▶ _Exercise objective_:
Using the listing below, report each line holding the string "residential".
Start of Records for this exercise
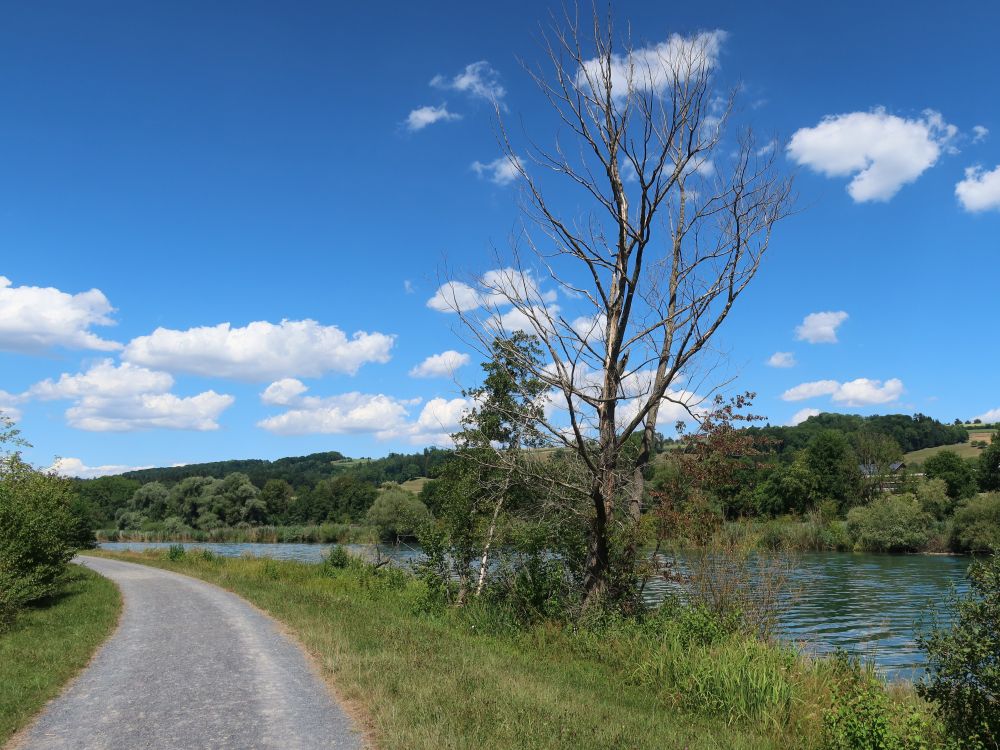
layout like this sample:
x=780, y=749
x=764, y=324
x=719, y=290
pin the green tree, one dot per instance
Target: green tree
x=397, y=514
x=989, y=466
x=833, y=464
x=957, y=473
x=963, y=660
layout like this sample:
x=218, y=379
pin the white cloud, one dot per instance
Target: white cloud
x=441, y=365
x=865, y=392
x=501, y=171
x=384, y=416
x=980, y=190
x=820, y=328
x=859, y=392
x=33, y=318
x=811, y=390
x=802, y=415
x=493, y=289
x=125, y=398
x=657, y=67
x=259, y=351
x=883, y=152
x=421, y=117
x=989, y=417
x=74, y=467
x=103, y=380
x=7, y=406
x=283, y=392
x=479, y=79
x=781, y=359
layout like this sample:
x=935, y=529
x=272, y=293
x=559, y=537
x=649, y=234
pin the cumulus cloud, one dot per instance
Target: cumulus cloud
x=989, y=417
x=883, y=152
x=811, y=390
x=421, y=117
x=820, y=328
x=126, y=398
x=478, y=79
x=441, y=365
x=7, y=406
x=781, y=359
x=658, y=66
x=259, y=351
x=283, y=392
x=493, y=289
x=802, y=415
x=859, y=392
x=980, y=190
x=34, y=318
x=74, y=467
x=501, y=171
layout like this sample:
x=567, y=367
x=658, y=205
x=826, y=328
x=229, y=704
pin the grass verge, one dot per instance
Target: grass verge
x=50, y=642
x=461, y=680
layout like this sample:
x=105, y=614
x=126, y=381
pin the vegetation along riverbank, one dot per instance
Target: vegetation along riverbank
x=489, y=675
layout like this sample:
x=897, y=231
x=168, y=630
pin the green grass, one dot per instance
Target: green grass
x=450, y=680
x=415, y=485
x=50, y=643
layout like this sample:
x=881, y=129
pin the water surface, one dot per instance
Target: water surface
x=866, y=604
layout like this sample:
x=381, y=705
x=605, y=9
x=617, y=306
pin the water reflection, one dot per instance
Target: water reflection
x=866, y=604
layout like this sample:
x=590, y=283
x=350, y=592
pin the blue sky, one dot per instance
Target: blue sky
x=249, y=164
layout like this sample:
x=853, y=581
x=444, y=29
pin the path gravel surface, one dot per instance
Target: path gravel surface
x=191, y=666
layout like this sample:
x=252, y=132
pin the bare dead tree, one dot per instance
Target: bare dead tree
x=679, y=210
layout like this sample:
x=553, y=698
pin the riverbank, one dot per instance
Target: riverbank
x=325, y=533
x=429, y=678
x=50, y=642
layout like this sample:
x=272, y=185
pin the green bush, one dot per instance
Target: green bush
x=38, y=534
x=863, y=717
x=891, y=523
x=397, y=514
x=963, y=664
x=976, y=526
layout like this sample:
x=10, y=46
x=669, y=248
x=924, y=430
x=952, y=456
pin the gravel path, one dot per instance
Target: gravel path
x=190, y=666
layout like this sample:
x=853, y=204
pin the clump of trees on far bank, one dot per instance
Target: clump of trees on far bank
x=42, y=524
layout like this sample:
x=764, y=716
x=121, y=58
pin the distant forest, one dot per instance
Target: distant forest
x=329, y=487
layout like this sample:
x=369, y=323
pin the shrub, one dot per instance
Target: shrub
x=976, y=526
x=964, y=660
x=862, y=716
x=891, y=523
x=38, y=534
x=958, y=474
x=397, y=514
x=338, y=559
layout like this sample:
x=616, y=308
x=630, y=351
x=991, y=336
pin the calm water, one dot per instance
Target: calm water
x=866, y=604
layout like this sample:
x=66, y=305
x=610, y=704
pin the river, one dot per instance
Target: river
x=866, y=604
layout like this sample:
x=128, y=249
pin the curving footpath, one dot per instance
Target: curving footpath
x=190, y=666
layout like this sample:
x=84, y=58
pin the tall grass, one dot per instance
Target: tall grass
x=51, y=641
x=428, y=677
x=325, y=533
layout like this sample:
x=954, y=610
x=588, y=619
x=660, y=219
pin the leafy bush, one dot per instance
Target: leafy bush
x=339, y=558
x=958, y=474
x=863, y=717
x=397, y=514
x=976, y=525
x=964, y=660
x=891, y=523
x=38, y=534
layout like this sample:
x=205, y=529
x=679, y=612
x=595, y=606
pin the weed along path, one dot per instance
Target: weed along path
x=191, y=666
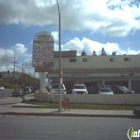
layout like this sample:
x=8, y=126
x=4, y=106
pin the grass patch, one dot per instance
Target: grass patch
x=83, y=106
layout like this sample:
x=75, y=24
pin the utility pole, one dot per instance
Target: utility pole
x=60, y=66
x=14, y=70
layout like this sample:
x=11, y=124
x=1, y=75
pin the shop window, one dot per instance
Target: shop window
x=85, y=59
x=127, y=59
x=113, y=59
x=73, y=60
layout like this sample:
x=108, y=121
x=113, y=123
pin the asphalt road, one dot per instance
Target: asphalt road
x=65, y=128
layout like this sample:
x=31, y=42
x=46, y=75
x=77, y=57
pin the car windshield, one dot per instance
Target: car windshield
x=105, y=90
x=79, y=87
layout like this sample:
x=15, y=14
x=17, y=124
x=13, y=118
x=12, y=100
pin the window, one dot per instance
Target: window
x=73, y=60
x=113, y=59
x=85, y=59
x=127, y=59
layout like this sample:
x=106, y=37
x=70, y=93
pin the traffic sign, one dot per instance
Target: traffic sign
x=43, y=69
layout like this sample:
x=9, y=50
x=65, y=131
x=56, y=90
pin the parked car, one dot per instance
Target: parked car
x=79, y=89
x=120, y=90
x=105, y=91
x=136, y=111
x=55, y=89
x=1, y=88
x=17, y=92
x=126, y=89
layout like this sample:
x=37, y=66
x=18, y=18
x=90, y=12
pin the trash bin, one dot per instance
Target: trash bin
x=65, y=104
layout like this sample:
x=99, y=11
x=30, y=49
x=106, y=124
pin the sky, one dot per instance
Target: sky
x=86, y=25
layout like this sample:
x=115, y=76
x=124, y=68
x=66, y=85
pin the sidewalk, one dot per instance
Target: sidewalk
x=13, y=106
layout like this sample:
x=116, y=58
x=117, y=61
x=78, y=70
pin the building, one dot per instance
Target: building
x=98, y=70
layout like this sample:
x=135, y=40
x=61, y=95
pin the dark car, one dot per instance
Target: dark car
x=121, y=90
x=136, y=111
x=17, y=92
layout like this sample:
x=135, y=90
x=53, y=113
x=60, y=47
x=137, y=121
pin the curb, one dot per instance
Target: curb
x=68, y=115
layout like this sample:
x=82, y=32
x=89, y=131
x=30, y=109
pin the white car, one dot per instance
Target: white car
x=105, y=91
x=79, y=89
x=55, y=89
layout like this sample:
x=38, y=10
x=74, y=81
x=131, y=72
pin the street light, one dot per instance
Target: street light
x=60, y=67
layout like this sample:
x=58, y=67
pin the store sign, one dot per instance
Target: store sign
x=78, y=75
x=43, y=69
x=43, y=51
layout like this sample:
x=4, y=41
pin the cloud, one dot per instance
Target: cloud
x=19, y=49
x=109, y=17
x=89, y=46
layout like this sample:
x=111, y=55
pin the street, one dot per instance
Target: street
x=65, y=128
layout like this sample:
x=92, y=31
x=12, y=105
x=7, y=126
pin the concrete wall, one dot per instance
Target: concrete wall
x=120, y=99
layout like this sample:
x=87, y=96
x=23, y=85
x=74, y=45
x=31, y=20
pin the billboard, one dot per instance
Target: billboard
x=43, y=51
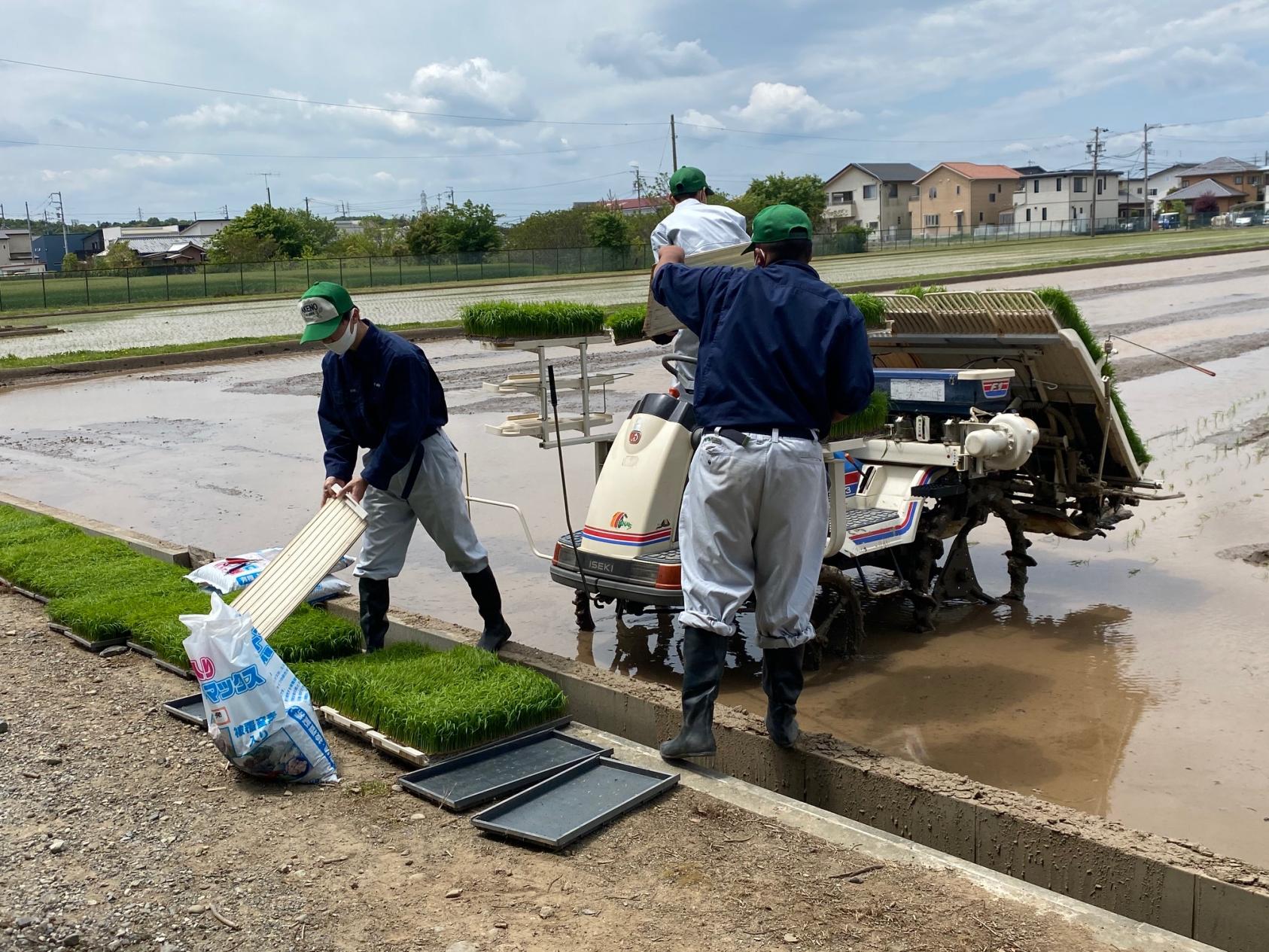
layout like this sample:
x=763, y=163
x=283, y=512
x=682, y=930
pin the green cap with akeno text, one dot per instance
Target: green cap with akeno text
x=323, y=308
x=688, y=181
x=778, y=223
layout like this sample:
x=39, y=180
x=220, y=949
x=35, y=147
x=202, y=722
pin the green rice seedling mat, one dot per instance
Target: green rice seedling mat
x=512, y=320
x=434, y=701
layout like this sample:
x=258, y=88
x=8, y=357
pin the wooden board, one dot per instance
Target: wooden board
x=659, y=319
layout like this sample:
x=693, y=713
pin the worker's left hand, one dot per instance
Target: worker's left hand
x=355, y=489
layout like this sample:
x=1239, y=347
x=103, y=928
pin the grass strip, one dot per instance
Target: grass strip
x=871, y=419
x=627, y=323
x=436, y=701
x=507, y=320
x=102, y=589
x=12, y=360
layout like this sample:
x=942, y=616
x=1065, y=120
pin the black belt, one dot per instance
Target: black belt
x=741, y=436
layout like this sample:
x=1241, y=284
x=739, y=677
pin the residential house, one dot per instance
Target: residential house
End of Records for this exercise
▶ _Answer space_:
pin the residential house, one dot per instance
Target: residential house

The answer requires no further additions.